### Extrait source

Qui a Une véritable seconde chance en Grèce ?

Anthony Perkins, The Trial (Orson Welles, 1962), Photographie par Roger Corbeau (1908-1995)

Cet article a été publié dans la revue Plein droit n° 137, juin 2023.

Les récentes réformes du fonctionnement de l’instance grecque d’appel contre les décisions de refus de protection internationale ont entraîné une dégradation de la qualité de l’examen des demandes d’asile dont l’association Equal Legal Aid (ELA), à travers l’accompagnement par ses avocates de 61 dossiers en appel entre juillet 2021 et décembre 2022, est l’observatrice et le témoin.

La directive européenne relative à des procédures communes pour l’octroi et le retrait de la protection internationale (2) oblige les États membres à garantir aux demandeurs le droit à un recours effectif devant une cour ou un tribunal contre la décision de rejet, rendue en première instance, de leur demande d’asile. Ce droit comprend « un examen complet et ex nunc des faits et des points de droit, y compris, le cas échéant, un examen des besoins de protection internationale ».

La Grèce, afin de se conformer aux exigences de la directive, a mis en place une procédure prévoyant la possibilité de former recours contre le rejet d’une demande d’asile devant l’Autorité d’appel. Créée par une loi de 2011 (3), cette instance n’a commencé à fonctionner qu’en 2013. L’Autorité d’appel, située uniquement à Athènes où elle siège, examine en deuxième instance, les recours contre les décisions de première instance rendues par le Service de l’asile grec. À l’issue de l’examen, qui porte tant sur les faits que sur les points de droit, elle rend une décision motivée sur la demande de protection internationale du demandeur ou de la demandeuse d’asile.

Elle est composée de 21 comités indépendants d’appel siégeant en formation collégiale ou, si la demande a été traitée en procédure accélérée, ou a été jugée « manifestement infondée» ou irrecevable, à juge unique. Lors de la création de l’Autorité d’appel, les comités indépendants d’appel étaient composés de trois membres (4) : un président, dit « éminent », c’est-à-dire ayant une expertise ou une expérience particulière de l’asile, des droits de l’Homme ou du droit international, et deux membres, universitaires diplômés en droit, en sciences politiques ou sociales, avec également une expérience significative dans le domaine des protections internationales et une connaissance des problématiques des droits de l’Homme.

######

▸ **Les consignes**
a: Combien de comités indépendants d'appel composent l'Autorité d'appel selon l'extrait sur l'asile en Grèce ?
b: Indiquez si chacune des affirmations suivantes concorde avec l'extrait sur l'asile en Grèce, en citant les mots décisifs : (i) l'Autorité d'appel a commencé à fonctionner dès 2011 ; (ii) l'Autorité d'appel siège uniquement à Athènes ; (iii) l'association ELA a accompagné 61 dossiers en appel.
c: Poursuivez l'extrait sur l'asile en Grèce à partir de sa dernière phrase.
La liste n'est d'aucune utilité ici.

### Données brutes

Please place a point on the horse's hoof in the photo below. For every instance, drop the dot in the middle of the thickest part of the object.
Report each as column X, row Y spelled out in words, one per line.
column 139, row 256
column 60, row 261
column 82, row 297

######

▸ **Réponses attendues**
a: L'Autorité d'appel est composée de 21 comités indépendants d'appel.

b:
(i) Non : « Créée par une loi de 2011 (3), cette instance n’a commencé à fonctionner qu’en 2013. »
(ii) Oui : « située uniquement à Athènes où elle siège ».
(iii) Oui : « à travers l’accompagnement par ses avocates de 61 dossiers en appel entre juillet 2021 et décembre 2022 ».

c:
En 2016, après la conclusion de l’accord UE-Turquie, alors que l’Autorité d’appel fonctionnait depuis trois ans, une nouvelle loi est entrée en vigueur (5) et a introduit un changement majeur dans la composition des comités indépendants : les deux universitaires ont été remplacés par des juges administratifs en exercice. Trois ans plus tard, une réforme législative (6) parachevait cette refonte de la composition des comités, désormais uniquement constitués de juges administratifs en exercice. Ces modifications successives ont joué un rôle clé dans l’évolution des décisions rendues par l’Autorité d’appel.

Lorsqu’en 2013, les comités d’appel ont, en même temps que le nouveau Service d’asile grec, commencé à fonctionner, les professionnels de l’asile ont salué de voir la Grèce enfin dotée d’une procédure d’appel efficace, propre à protéger les droits des personnes exilées et à corriger les problèmes rencontrés auparavant, tant sur le plan de la qualité de l’instruction des dossiers qu’en termes de délais. De fait, au cours de ses trois premières années de fonctionnement, les taux d’octroi du statut de protection internationale ont augmenté par rapport à l’ancienne procédure, et la qualité des décisions s’est considérablement améliorée.

Cependant, la composition révisée des comités en 2016, combinée aux modifications constantes de la procédure d’asile après l’accord UE-Turquie, a constitué un tournant. Et il ne s’agissait pas là d’un effet fortuit mais bien d’une décision politique. En conséquence, l’activité de l’Autorité d’appel s’est progressivement caractérisée par le nombre élevé de dossiers qui lui sont soumis, ainsi que par la pression qu’elle subit pour statuer le plus rapidement possible.

Depuis 2019, la loi fixe des objectifs chiffrés stricts : les délais pour statuer ont été réduits pour les différents comités d’appels (7). L’année suivante, une nouvelle réforme a vu le jour et a encore réduit ces délais (8) . Désormais, chaque membre des 21 comités doit examiner de 25 à 30 dossiers par mois et rendre sa décision sous 10 à 30 jours, en fonction de la procédure suivie dans chaque cas (procédure normale ou accélérée, demande irrecevable, demandeur détenu) (9).

La composition renouvelée des comités, comme la surcharge de travail et la pression qui s’exerce sur eux, ont un impact direct sur le taux d’octroi d’une protection internationale en Grèce. Au cours des dix dernières années, le nombre de décisions négatives rendues par l’Autorité d’appel a sensiblement augmenté : de 68 % de décisions négatives rendues en 2012, le taux de rejet est passé à 94 % en 2022.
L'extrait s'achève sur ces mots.